- Task requirements -
Copy the data below word for word, keeping every line and line break unchanged.

⁂

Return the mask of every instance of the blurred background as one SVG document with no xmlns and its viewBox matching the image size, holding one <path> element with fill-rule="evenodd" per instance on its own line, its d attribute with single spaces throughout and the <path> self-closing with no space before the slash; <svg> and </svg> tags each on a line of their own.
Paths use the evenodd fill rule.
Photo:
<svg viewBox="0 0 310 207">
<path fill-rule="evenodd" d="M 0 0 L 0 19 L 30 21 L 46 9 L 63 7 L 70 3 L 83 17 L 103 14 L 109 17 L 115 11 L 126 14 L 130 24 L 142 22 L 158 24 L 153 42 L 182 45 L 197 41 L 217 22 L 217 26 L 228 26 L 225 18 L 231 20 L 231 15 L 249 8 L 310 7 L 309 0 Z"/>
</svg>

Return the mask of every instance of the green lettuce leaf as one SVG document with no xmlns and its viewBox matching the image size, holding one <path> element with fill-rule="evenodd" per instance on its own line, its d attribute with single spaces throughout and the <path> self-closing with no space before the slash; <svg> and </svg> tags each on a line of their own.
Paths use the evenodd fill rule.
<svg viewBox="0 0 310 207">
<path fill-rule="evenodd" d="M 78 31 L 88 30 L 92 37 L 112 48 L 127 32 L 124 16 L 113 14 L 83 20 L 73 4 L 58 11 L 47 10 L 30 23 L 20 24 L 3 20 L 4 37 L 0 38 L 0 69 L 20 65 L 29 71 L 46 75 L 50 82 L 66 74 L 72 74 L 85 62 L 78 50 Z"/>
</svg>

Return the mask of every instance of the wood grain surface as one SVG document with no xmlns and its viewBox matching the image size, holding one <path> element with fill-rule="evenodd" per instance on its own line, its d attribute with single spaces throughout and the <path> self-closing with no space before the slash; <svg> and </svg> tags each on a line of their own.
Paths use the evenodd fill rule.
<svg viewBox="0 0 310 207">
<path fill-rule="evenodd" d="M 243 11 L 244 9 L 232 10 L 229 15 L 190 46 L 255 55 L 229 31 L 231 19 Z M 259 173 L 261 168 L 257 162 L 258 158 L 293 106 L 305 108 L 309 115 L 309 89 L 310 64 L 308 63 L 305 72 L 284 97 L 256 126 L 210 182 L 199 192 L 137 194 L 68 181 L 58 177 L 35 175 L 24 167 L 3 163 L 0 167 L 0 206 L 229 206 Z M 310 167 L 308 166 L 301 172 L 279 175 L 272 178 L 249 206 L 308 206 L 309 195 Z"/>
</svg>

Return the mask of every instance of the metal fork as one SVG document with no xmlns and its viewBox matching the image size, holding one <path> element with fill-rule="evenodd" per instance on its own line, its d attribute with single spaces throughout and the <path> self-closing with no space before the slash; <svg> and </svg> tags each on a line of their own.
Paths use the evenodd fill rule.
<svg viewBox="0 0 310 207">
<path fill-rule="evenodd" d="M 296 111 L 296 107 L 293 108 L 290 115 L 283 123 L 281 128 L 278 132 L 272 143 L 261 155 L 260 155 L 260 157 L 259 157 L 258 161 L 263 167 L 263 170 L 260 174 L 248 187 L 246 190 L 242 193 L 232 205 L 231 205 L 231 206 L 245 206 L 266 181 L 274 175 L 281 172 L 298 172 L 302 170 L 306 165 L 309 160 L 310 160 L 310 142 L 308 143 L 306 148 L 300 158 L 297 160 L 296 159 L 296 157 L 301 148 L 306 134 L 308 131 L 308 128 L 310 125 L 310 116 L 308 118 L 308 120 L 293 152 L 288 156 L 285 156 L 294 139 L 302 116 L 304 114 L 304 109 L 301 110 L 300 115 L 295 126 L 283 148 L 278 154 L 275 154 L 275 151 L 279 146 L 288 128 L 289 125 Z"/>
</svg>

⁂

- Correct response -
Return the mask of every instance of the blurred background as one SVG document with no xmlns and its viewBox matching the image size, holding one <path> element with fill-rule="evenodd" per instance on its own line, its d attribute with single spaces throughout and the <path> self-closing with no space before the slash; <svg> and </svg> tags each on a line of their own.
Paths use the evenodd fill rule.
Photo:
<svg viewBox="0 0 310 207">
<path fill-rule="evenodd" d="M 0 0 L 0 19 L 30 21 L 46 9 L 63 7 L 70 3 L 83 17 L 103 14 L 109 17 L 115 11 L 126 14 L 130 24 L 142 22 L 158 24 L 153 42 L 182 45 L 197 41 L 217 22 L 217 26 L 228 26 L 225 18 L 231 20 L 231 15 L 249 8 L 310 7 L 309 0 Z"/>
</svg>

Return the mask of every instance of the green lettuce leaf as one SVG document with no xmlns and its viewBox matching the image size, holding one <path> element with fill-rule="evenodd" per instance on its own line, its d attribute with single spaces throughout and the <path> self-closing with no space before the slash; <svg> and </svg> tags each on a line of their own.
Paths use the evenodd fill rule.
<svg viewBox="0 0 310 207">
<path fill-rule="evenodd" d="M 78 31 L 88 30 L 92 37 L 112 48 L 127 32 L 124 16 L 113 14 L 83 20 L 73 4 L 58 11 L 47 10 L 30 23 L 20 24 L 3 20 L 4 37 L 0 38 L 0 69 L 20 65 L 29 71 L 46 75 L 50 82 L 66 74 L 72 74 L 85 62 L 78 50 Z"/>
</svg>

Return the mask of every instance of the wood grain surface as one SVG document with no xmlns and its viewBox matching the image size, holding one <path> element with fill-rule="evenodd" per instance on its own line, its d attribute with single spaces throughout and the <path> self-closing with no space before the slash; <svg> and </svg> tags each on a line of their own.
Paths use the evenodd fill rule.
<svg viewBox="0 0 310 207">
<path fill-rule="evenodd" d="M 243 11 L 244 9 L 232 10 L 229 15 L 190 46 L 255 55 L 229 31 L 231 19 Z M 259 173 L 261 168 L 257 162 L 258 158 L 293 106 L 305 108 L 309 115 L 309 89 L 310 64 L 308 63 L 305 72 L 284 97 L 256 126 L 210 182 L 199 192 L 137 194 L 68 181 L 58 177 L 35 175 L 24 167 L 3 163 L 0 167 L 0 206 L 229 206 Z M 310 167 L 308 166 L 301 172 L 279 175 L 272 178 L 249 206 L 308 206 L 309 195 Z"/>
</svg>

Return the mask of every instance of the metal fork as one SVG document with no xmlns and its viewBox matching the image size, holding one <path> element with fill-rule="evenodd" per instance on its own line, its d attribute with single spaces throughout and the <path> self-closing with no space before the slash; <svg> and </svg> tags each on a line of their own.
Paths use the evenodd fill rule.
<svg viewBox="0 0 310 207">
<path fill-rule="evenodd" d="M 296 111 L 296 107 L 293 108 L 290 115 L 283 123 L 281 128 L 278 132 L 272 143 L 261 155 L 260 155 L 260 157 L 259 157 L 258 161 L 263 167 L 263 170 L 260 174 L 248 187 L 246 190 L 242 193 L 232 205 L 231 205 L 231 206 L 245 206 L 266 181 L 274 175 L 281 172 L 298 172 L 302 170 L 306 165 L 309 160 L 310 160 L 310 142 L 308 143 L 306 148 L 300 158 L 297 160 L 296 159 L 296 157 L 301 148 L 306 134 L 308 131 L 308 128 L 310 125 L 310 116 L 308 118 L 308 120 L 293 152 L 288 156 L 285 156 L 294 139 L 302 116 L 304 114 L 304 109 L 301 110 L 300 115 L 295 126 L 283 148 L 278 154 L 275 154 L 275 151 L 279 146 L 288 128 L 289 125 Z"/>
</svg>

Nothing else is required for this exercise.